* _Assigned task 1_:
Translate this sentence from the passage on Traditionis Custodes into Spanish: "Replacing the end with the means is a very common habit among humans."
* _Assigned task 2_:
In the passage on Traditionis Custodes, which actions of Church leadership does the anonymous friend's quote list?
* _Assigned task 3_:
According to the passage on Traditionis Custodes, what does the Latin saying "lex orandi lex credendi" mean?

[[ Supplied passage open ]]

Hard to say for certain. I think it comes from a form of idolatry: after all, anything that isn’t God, even the Mass, can be made an idol. Replacing the end with the means is a very common habit among humans. Chris Damian, a regular EF-goer, analyzes the issue very well:
Many are, as I was, drawn to the TLM out of a desire to connect deeply with the history and traditions of the Catholic Church. … On the one hand, the desire to live one’s faith as deeply as possible is good. On the other hand, this desire often brings with it a number of vicious tendencies, including the tendency towards pride, objectification, and ritualism-turned-into-ideology. I was drawn to the TLM at a point in my life when I wanted the “most intense” version of Catholicism, and then I looked down on non-TLM Catholics as “less serious” …
Unfortunately, I’ve found that TLM and Latin-focused parishes can often (even if not always) function as toxic cults of extremism and partisan ideology. The problems are well-known. For many TLM Catholics, attendance is a litmus test. And the test indicates whether one votes Republican, prioritizes “doctrine” over “pastoral concerns,” and “takes faith seriously” … We’ve often looked down on contemporary hymnody with bitter condescension. As a gay man, I take a TLM parish to be one where I am more likely to be referred to conversion therapy, and where I would be marginalized for using the word “gay.” … These latter features contribute significantly to my current inability to attend a TLM parish.
Mourning With Those Who Mourn
All that said. It is perfectly true that many, perhaps most, of the people who attend the Extraordinary Form are normal Catholics, loyal to the Pope, deeply but not idolatrously attached to the older rite; I’m sure they’re really discouraged and hurt right now. Though Traditionis Custodes has not abolished the EF, it has seriously restricted it, and certainly suggested that the time is coming when it will no longer be celebrated (or will be celebrated only by specific societies and institutes). As I’ve said, I quite like the EF myself, and would be sorry to see it disappear; and there are people for whom the EF is a much more accessible form of the liturgy than the Ordinary Form is, whose needs in my opinion have not been adequately considered by most bishops.
I’d like to close with a quote from a friend of mine, a fellow gay Catholic (who asked to remain anonymous). It may seem like vindictive sarcasm to some trads; but I don’t believe that it is, and I’m not sharing it in that spirit.
I sympathize with the pain of Traditionalist-minded Catholics, because I know what’s like when Church leadership:
– Views your community with automatic suspicion and hostility
– Judges your community by its most dysfunctional members
– Is willing to sacrifice your spiritual and emotional health to maintain the status quo
– Attacks you while insisting that it’s for your own good
– Sees your community as a threat rather than as the storehouse of treasures you know it to be
Oremus pro invicem.
1A motu proprio is a disciplinary directive, issued by the Pope on his own initiative (as opposed to, e.g., a doctrinal definition or the decision of a council); Summorum Pontificum, which Traditionis Custodes partly reverses, was also a motu proprio. One of the special things about a motu proprio, which sets it apart from most other documents, is that—while reasons for the decision may also be provided, as they were in this case—the validity of the decision stands even if the reasons for it are later disputed or found to be flawed.
2There are a few other interpretations, depending partly on the parts of the sentence I skipped for brevity.
3This is an abbreviated allusion to an old Latin saying, lex orandi lex credendi, which means “the rule of prayer is the rule of faith.”
4Speaking of the Byzantine Rite, the Divine Liturgy of St. Chrysostom is actually only one part of their worship; two other forms, the Liturgy of St. James and the Liturgy of St. Basil, are also used on set days of the liturgical year. Taking a cue from the East, I’ve long felt that an elegant solution would be to use the Extraordinary Form on solemnities, while using the Mass of St. Paul VI at other times. But this, I am certain, would please absolutely nobody.

[[ Supplied passage closed ]]
[[ Source information open ]]

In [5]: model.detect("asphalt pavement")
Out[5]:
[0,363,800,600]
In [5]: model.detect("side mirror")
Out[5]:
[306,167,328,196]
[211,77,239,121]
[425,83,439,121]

[[ Source information closed ]]

* _Exercise response 1_:
Reemplazar el fin con los medios es un hábito muy común entre los seres humanos.

* _Exercise response 2_:
- Views your community with automatic suspicion and hostility
- Judges your community by its most dysfunctional members
- Is willing to sacrifice your spiritual and emotional health to maintain the status quo
- Attacks you while insisting that it's for your own good
- Sees your community as a threat rather than as the storehouse of treasures you know it to be

* _Exercise response 3_:
It means "the rule of prayer is the rule of faith."